◆ **Fragmento seleccionado**
México siempre ha tenido una ubicación geopolítica estratégica. Esto quedó registrado en los reportes de viaje de Alexander von Humboldt, en los que dio cuenta de las riquezas y diversidad de nuestro país, llegando a compararlo con el mítico cuerno de la abundancia.

Acaso esto último motivó el ánimo imperialista de la vecina nación del norte, incluida la eventual pérdida de más de la mitad de nuestro territorio, pues, desde ese momento, la expansión de los Estados Unidos y su veloz desarrollo industrial propiciaron numerosas oleadas migratorias desde diversos puntos del planeta, sobre todo del Viejo Continente.

Históricamente, la Unión Americana reconoce su propio origen y auge en la llegada de oleadas migratorias de personas inglesas, irlandesas, italianas, chinas, japonesas, mexicanas, centro y sudamericanas, etcétera, que se han establecido ininterrumpidamente en ese territorio durante los dos últimos siglos.

El fenómeno migratorio retomó bríos a partir de la bonanza económica posterior a la Segunda Guerra Mundial y, por lo menos, hasta mediados de la década de los años 80 del siglo pasado, convirtiéndolo en un polo de atracción para millones de personas que buscaban mejores condiciones de vida.

Nuestra frontera norte se ha convertido en la más transitada del planeta, lo que al parecer no sufrirá cambios en el corto plazo por dos razones: la primera es la pauperización de la vida cotidiana de miles de personas, que las seguirá obligando a salir de sus países de origen; la segunda, que el vecino país es la potencia económica de mayor relevancia en el planeta.

Cabe resaltar igualmente que en los últimos años nuestra frontera sur ha registrado un flujo más nutrido de migrantes procedentes de naciones caribeñas, pero también del continente africano, en su pretensión de llegar a Estados Unidos. 

Por otra parte, luego de ciertos pasajes ríspidos, las relaciones de México con Estados Unidos se volvieron más estrechas, sobre todo, con la firma del Tratado de Libre Comercio de América del Norte, en 1994.

Las relaciones comerciales bilaterales permitieron un flujo acelerado de mercancías, pero también propiciaron la llegada —en condiciones desiguales— de empresas transnacionales a suelo mexicano. Esto ocasionó, entre otras consecuencias, el cierre de negocios y la caída estrepitosa de la producción en el campo, pues los pequeños o medianos productores de nuestro país no pudieron competir con sus pares estadounidenses, debido a los altos subsidios gubernamentales que reciben estos últimos.

Así, muchas y muchos mexicanos se han visto en la necesidad de migrar a Estados Unidos en busca de trabajo, insertándose en las mismas actividades económicas que les eran propias en sus lugares de origen. Esto provocó uno de los problemas de migración más importantes de la historia reciente. La cantidad de personas ha sido tal, así como la falta de reglas formales para regularizar su estadía, que su tratamiento se volvió un tema recurrente en la agenda bilateral.

◆ **Instrucción de tarea**
Imprima, del fragmento sobre la migración entre México y Estados Unidos, el pasaje que va desde "Así, muchas y" hasta "la agenda bilateral.", sin alterar una sola palabra.

◆ **Información mostrada**
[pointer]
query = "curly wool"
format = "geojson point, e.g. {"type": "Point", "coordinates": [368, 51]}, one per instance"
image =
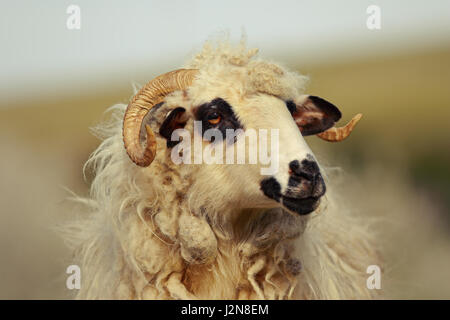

◆ **Resultado de tarea**
Así, muchas y muchos mexicanos se han visto en la necesidad de migrar a Estados Unidos en busca de trabajo, insertándose en las mismas actividades económicas que les eran propias en sus lugares de origen. Esto provocó uno de los problemas de migración más importantes de la historia reciente. La cantidad de personas ha sido tal, así como la falta de reglas formales para regularizar su estadía, que su tratamiento se volvió un tema recurrente en la agenda bilateral.